Don Brown let out a sigh and a trailing “you know” before pausing.

Standing in the Schembechler Hall lobby last week, he had just been asked for his assessment of his defense through two weeks. The indecision in his initial reaction continued throughout his answer as he shuffled between positives and negatives, resistant to any grand declarations.

The evidence for each came naturally. In its first two games, every regulation touchdown that Michigan’s first-team defense allowed came off a turnover. And yet, the Wolverines were 50th in Division I with 21 points per game allowed despite not facing a Power Five team.

All of that, though, was before the bye week.

“We haven’t been playing the best football we can play,” said senior safety Josh Metellus. “And we know that we’ve got guys in this building whose potential is way up here. We’re not reaching that.”

A bye week, of course, isn’t some magic cure. Wisconsin had one of its own and was off a start in which it outscored opposition, 110-0.

Still, it’s an opportunity for Michigan to look itself in the mirror and diagnose what went wrong in its underwhelming start. The Wolverines will hold most of that diagnosis close to their chest until Saturday, but junior defensive tackle Donovan Jeter’s return to full health is one piece of the puzzle that can’t be hidden.

“Donovan’s a really aggressive player,” said junior defensive tackle Ben Mason. “He adds a lot. Big guy, comes off the ball hard. So it should a good add for us this week.”

After missing the opener against Middle Tennessee State, Jeter returned against Army in week two, but was limited to a few snaps. It stood in direct contrast to the expectations that bubbled for him throughout the spring, when he was one of Michigan’s most hyped players.

For months, this was supposed to be Jeter’s breakout after two years of sitting behind a deep defensive line that graduated both starters last offseason. “You get tired of sitting on the bench,” Jeter said Tuesday, reflecting on those two years.

But instead of a breakthrough, Jeter got hurt. Meanwhile, Mason struggled and senior Michael Dwumfour played one snap before getting sidelined with an injury of his own.

“It was frustrating cause I obviously want to be out there helping the team,” Jeter said. “But luckily it was just one week, nothing too severe. It could’ve been worse, I missed my freshman year with something a lot worse. It was frustrating, but at the end of the day, it was only one week.”

The resulting adjustment had a domino effect down Michigan’s defense. Sophomore defensive end Aidan Hutchinson moved to tackle beside Carlo Kemp, while senior linebacker Josh Uche had to move into an every-down role on the front four.

Against MTSU and Army, that speed-heavy look mostly worked. But Wisconsin wins games in the trenches, by pounding the ball up the middle with All-American running back Jonathan Taylor.

Metellus wants to come back to Ann Arbor on Sunday and say, “This team is playing the best football right now. This team is reaching strides. This team is moving up better than we were the past couple weeks. This team is really doing something that we’re capable of.”

To make that a reality, the Wolverines will need to stop Taylor. They’ll need to make good on two weeks of post-Army adjustments. And, most likely, they’ll need Jeter.

» Recorded data:
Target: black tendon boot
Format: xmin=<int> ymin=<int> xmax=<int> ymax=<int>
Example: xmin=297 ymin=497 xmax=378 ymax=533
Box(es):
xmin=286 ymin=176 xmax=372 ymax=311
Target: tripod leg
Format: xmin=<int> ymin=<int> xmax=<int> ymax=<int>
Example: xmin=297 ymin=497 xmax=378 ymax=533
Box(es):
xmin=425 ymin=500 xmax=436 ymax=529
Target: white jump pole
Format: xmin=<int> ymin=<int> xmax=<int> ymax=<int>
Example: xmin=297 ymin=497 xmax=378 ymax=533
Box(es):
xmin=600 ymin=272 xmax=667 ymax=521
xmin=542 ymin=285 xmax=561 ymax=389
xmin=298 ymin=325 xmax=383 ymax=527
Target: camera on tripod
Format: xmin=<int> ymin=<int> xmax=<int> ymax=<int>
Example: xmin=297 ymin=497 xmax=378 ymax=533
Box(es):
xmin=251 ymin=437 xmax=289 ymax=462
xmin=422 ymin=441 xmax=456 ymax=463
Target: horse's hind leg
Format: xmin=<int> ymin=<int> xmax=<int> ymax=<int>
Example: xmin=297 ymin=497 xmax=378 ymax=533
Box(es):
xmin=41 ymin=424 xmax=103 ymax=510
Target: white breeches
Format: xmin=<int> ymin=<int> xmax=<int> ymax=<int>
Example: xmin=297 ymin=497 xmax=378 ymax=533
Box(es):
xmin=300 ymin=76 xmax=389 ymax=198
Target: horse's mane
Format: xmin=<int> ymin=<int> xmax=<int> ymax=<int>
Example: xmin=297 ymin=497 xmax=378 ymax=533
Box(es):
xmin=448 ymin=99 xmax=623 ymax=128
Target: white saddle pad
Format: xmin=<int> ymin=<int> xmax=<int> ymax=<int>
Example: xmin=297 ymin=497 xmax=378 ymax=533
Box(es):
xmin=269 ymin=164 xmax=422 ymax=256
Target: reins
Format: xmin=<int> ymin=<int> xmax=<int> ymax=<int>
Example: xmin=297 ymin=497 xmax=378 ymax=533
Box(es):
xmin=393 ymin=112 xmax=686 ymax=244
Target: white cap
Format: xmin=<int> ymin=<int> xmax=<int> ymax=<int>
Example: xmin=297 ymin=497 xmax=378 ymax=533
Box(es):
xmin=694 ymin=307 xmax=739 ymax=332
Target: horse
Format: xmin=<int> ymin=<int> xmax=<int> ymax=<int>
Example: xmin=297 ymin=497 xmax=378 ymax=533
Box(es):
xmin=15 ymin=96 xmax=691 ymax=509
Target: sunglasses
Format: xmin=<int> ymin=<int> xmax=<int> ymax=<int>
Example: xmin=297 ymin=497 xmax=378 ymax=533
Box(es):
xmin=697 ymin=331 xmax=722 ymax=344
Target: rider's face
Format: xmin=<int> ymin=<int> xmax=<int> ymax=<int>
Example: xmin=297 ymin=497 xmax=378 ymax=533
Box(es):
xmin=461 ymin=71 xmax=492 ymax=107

» Requirement: Please list every player in the article on Michigan's defense who is identified with both a class year and a position, giving each player's class year and position.

» Finished exercise:
- Josh Metellus: senior safety
- Donovan Jeter: junior defensive tackle
- Ben Mason: junior defensive tackle
- Aidan Hutchinson: sophomore defensive end
- Josh Uche: senior linebacker